Records to process
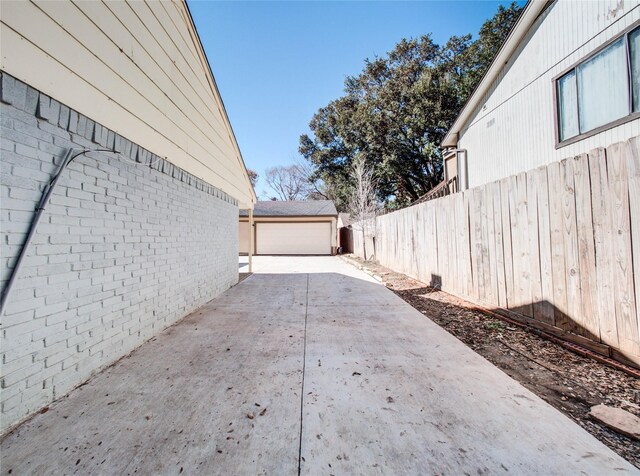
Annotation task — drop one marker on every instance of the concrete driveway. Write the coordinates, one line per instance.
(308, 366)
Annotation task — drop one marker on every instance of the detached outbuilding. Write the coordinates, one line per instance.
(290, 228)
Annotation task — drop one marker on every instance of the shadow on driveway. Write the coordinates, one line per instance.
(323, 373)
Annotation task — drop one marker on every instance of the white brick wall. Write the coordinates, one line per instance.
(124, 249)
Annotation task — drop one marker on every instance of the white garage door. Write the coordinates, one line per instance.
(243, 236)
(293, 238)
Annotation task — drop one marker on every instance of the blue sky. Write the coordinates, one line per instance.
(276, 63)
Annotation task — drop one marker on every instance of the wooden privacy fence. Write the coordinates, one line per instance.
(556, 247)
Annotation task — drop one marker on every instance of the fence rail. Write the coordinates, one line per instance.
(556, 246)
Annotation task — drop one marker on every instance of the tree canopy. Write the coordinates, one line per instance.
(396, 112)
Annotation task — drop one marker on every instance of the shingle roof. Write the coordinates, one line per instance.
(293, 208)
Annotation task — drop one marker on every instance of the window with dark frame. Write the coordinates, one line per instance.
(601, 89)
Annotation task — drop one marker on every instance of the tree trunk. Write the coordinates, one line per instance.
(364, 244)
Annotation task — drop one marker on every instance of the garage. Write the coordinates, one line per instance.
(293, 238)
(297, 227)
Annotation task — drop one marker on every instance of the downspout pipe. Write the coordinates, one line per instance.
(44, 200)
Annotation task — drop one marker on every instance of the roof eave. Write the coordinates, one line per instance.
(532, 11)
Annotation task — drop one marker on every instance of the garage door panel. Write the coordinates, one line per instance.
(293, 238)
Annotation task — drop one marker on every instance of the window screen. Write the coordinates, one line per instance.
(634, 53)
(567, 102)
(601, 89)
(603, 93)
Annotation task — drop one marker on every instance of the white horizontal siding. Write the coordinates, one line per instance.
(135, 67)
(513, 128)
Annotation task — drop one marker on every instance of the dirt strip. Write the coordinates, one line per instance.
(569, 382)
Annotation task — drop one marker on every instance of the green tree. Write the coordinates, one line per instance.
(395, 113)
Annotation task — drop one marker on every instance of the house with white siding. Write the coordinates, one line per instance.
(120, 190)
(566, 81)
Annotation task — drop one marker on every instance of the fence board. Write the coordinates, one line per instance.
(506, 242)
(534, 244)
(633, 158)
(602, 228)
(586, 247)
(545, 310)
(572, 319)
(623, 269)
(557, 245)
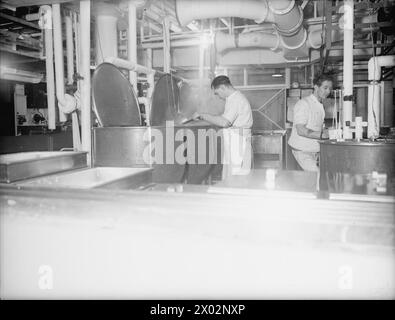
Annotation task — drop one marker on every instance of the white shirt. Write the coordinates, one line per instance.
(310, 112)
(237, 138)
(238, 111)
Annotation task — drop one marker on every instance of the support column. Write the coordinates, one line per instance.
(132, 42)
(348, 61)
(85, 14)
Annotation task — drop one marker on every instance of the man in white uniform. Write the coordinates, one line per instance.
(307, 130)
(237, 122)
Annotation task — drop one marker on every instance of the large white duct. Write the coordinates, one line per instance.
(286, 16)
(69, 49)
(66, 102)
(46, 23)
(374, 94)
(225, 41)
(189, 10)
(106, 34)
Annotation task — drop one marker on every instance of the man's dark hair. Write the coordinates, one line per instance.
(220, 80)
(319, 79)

==

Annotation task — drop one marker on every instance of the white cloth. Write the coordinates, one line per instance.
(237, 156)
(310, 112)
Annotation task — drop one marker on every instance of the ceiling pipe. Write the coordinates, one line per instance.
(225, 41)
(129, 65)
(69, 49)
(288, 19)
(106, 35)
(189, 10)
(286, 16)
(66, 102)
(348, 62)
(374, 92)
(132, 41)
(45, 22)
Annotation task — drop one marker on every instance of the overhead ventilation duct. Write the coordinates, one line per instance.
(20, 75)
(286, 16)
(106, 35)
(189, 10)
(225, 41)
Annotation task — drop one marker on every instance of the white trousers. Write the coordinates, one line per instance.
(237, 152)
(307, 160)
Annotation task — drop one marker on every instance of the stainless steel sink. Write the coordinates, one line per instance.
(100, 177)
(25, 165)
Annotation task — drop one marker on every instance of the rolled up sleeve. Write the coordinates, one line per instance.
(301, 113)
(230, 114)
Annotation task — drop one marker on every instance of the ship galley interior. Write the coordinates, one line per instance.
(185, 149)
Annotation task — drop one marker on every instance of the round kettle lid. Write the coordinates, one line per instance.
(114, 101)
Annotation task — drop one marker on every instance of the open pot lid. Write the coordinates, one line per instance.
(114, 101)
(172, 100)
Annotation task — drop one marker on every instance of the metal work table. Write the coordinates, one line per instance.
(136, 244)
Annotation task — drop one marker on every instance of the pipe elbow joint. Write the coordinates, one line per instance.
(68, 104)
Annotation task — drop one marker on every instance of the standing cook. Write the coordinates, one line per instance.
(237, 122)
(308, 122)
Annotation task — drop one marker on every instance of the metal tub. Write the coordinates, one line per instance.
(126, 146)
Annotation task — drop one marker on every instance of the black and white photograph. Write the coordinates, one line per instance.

Set task
Tally the lines of the records above that contain the word "door", and reply with only that number.

Problem solution
2